(Records for bounding box labeling)
----------
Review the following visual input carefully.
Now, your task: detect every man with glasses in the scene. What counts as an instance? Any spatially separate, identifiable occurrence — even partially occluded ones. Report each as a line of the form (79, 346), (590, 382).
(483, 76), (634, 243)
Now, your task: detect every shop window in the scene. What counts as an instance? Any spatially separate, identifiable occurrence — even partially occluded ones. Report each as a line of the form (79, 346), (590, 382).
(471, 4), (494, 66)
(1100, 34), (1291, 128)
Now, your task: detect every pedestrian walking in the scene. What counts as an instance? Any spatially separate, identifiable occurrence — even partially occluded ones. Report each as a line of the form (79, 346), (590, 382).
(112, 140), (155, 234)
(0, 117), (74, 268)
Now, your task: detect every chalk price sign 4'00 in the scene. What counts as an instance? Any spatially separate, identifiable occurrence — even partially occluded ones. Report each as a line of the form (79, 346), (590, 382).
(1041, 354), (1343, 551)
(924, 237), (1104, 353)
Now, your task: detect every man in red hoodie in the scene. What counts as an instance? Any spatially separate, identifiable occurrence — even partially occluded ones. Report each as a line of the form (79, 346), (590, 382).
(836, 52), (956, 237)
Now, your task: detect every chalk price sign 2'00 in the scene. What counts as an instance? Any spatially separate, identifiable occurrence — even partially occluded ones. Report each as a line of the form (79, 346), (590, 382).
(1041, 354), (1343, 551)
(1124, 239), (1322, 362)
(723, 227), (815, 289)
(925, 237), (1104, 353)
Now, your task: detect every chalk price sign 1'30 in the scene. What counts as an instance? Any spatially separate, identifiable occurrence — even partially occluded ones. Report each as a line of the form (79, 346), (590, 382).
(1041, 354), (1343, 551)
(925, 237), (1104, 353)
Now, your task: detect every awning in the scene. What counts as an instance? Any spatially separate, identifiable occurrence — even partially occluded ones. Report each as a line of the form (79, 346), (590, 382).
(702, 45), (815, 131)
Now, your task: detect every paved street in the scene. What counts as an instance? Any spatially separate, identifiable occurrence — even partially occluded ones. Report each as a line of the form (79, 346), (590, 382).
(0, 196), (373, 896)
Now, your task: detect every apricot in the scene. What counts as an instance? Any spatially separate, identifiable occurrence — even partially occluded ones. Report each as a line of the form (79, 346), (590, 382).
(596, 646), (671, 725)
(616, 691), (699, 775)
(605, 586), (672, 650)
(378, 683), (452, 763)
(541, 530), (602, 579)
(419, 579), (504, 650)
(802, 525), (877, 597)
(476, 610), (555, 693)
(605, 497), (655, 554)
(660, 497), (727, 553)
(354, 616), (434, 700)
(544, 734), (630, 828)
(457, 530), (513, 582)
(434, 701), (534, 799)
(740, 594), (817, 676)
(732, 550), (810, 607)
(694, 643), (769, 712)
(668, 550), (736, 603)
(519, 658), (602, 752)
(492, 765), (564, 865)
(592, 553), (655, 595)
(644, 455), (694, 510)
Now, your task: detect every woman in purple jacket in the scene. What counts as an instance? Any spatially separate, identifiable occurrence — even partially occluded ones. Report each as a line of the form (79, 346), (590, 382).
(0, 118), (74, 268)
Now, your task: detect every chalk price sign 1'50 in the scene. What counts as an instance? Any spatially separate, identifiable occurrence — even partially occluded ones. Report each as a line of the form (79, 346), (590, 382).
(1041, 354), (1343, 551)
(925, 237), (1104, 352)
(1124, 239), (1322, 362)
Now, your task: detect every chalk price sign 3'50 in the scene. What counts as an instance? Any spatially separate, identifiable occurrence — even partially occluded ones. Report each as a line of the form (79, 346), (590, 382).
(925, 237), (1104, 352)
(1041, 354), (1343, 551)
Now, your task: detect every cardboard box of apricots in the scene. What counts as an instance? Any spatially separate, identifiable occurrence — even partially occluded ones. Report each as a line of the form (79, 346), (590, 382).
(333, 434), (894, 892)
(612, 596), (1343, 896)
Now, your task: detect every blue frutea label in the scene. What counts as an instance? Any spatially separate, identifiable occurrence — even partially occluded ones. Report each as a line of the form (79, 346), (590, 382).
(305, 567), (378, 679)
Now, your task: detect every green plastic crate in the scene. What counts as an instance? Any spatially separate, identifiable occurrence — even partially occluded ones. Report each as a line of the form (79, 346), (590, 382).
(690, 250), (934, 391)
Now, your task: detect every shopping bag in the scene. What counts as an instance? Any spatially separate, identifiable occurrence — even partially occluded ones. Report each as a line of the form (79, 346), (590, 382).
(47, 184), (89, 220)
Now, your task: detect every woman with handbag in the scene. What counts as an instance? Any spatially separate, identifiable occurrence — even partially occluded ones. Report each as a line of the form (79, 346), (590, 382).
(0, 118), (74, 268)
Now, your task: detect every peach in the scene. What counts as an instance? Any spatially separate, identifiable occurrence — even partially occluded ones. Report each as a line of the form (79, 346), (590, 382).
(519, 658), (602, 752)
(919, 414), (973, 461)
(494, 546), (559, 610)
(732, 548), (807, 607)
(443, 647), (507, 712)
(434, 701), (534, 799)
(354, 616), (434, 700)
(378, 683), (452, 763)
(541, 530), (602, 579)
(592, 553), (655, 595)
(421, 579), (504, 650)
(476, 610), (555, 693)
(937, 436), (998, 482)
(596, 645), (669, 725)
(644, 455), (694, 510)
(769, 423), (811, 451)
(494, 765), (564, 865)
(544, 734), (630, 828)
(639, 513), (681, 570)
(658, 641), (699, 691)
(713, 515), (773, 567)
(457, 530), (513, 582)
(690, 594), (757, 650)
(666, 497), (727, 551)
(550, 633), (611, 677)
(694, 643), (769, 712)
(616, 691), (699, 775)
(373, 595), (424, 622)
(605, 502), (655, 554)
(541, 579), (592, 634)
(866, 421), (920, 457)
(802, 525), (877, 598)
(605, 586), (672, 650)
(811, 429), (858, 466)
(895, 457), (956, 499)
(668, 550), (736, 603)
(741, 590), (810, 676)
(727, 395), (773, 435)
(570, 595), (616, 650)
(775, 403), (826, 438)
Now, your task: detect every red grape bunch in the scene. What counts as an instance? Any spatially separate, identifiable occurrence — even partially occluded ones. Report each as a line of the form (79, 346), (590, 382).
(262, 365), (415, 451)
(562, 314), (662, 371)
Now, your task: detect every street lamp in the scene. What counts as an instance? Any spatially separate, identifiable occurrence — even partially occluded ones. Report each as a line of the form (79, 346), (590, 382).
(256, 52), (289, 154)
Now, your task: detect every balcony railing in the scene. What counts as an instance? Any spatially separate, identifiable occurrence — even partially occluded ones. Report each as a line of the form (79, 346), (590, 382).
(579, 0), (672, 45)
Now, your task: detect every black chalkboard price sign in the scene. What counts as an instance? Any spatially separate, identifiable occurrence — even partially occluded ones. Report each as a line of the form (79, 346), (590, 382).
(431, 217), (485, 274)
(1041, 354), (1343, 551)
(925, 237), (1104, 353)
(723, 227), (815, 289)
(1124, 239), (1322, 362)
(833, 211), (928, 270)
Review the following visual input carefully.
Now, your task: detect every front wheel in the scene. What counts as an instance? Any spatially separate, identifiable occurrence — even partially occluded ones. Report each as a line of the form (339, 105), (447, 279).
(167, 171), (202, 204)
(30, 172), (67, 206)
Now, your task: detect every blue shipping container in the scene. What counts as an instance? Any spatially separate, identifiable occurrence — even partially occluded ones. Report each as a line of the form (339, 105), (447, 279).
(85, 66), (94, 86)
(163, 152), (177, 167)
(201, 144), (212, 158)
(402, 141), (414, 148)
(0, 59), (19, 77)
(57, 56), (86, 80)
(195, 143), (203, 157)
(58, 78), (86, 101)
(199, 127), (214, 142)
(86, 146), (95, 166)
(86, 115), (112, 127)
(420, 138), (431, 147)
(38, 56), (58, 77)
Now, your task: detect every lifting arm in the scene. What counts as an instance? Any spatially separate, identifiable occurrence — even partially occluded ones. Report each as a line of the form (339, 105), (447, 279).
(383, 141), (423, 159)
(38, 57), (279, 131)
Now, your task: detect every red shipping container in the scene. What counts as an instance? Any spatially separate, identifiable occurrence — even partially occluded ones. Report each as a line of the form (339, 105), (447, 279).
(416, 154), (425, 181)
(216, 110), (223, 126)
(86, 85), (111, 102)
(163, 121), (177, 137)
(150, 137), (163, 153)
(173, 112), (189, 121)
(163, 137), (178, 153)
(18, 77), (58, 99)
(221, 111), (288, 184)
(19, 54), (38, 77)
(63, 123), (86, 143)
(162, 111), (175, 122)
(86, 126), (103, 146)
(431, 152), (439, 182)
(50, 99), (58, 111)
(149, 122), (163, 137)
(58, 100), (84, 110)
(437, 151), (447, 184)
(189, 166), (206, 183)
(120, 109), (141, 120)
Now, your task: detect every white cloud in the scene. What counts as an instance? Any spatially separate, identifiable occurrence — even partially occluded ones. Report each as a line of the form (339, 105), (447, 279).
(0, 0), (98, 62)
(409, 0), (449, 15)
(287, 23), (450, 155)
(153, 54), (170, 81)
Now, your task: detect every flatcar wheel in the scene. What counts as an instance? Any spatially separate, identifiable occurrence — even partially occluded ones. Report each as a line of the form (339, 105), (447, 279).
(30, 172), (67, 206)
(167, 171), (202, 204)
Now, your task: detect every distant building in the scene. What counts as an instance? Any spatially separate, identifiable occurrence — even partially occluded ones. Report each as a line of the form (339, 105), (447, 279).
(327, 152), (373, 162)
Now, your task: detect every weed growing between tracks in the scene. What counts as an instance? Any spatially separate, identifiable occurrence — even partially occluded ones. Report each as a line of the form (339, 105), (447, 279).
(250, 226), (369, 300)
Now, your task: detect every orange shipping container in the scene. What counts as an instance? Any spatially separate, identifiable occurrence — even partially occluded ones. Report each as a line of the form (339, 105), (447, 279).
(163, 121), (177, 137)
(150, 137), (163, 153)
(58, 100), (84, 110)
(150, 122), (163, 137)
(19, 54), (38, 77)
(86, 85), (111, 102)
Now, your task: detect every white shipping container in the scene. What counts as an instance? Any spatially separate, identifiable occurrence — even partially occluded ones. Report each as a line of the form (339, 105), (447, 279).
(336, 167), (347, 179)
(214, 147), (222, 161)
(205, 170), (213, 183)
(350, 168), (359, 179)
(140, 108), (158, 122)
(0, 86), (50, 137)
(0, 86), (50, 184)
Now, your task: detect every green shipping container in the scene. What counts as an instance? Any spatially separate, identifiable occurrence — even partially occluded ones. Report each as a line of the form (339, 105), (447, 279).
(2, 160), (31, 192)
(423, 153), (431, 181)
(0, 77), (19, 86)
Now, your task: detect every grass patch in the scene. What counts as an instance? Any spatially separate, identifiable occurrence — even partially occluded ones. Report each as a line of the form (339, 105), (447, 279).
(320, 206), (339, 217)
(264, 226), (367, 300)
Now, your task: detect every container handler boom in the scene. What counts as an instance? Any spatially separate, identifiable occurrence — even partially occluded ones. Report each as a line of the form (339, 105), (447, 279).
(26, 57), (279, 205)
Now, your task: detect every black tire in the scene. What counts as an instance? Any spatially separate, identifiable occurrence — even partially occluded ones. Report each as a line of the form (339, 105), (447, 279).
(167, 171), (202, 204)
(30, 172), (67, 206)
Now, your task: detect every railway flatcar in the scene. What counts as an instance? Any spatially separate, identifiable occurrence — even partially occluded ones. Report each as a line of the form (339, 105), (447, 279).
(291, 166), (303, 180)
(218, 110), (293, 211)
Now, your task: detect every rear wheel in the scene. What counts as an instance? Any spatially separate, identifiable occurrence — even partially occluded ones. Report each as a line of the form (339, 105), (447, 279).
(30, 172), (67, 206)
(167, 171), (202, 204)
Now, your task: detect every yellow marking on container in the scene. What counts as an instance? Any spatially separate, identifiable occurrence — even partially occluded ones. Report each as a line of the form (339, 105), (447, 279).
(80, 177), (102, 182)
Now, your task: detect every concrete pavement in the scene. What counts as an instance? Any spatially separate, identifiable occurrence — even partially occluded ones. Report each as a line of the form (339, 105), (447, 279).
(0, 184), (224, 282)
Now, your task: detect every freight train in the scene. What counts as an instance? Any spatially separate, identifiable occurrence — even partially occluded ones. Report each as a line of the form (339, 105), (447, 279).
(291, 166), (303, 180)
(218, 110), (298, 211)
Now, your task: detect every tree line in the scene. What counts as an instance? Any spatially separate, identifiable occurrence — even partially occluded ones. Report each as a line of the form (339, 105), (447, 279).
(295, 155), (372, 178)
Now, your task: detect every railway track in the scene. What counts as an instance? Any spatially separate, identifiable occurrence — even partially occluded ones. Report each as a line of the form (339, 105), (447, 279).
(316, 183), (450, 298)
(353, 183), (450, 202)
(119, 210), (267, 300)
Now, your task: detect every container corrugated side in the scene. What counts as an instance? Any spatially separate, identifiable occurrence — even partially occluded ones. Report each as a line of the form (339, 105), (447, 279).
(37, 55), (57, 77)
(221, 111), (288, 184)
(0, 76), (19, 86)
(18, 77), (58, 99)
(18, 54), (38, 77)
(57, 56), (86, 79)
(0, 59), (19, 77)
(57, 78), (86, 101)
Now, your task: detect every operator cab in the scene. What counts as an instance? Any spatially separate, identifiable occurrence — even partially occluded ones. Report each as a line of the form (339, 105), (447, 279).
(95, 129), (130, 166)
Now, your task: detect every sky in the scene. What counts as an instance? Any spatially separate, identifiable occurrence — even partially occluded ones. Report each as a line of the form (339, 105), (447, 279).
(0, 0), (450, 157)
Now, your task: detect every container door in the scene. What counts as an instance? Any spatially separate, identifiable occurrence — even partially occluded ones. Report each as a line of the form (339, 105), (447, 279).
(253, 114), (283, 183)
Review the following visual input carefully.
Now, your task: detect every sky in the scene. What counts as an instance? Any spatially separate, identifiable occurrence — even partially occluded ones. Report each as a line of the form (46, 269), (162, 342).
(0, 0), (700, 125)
----------
Direction:
Please rename "freight train" to "cargo train" in the records between the lines holding "Now, your task: detect every rear" and "(119, 210), (267, 300)", inclusive, and give back only those lines with nothing else altered.

Written response:
Now, your task: detect every rear wheel in the scene. What counts as an instance? Any spatially separate, identifiable occurrence — even partially occluded ones. Report each as a line of the form (339, 105), (447, 279).
(30, 172), (67, 206)
(167, 171), (202, 204)
Now, your task: detect every yellow marking on container in the scene. What counts as an instance? Any spatially separate, identifiable occurrence — even partially occluded ones. Report each as a line of the form (339, 105), (447, 279).
(80, 177), (102, 182)
Now, your task: detect every concrete pavement in the scene. What counts as an instance? Any spatially separate, identifiable occurrence — even partially occluded ones. Report each as a line of the form (339, 105), (447, 279).
(0, 184), (224, 282)
Now, your task: detect every cargo train in the scene. What counts as an instance? Any spatially separate, identifiable occurrence — even partially occluded ones. Report each as a line of the form (339, 105), (447, 279).
(291, 166), (303, 180)
(218, 110), (298, 211)
Now, your task: detect every tree line in the scene. What counts as an instance? Any spatially separate, identifiable occurrence — even partially occluded ones. Report each as a line of the form (339, 105), (447, 279).
(295, 155), (372, 178)
Now, your task: detect every railway track in the scene. What counts as an instance? Any spatially separate, identifiable occurrence — even partially occluded ones. Report each as a line of the form (339, 105), (447, 279).
(316, 183), (450, 298)
(353, 183), (450, 202)
(119, 210), (267, 300)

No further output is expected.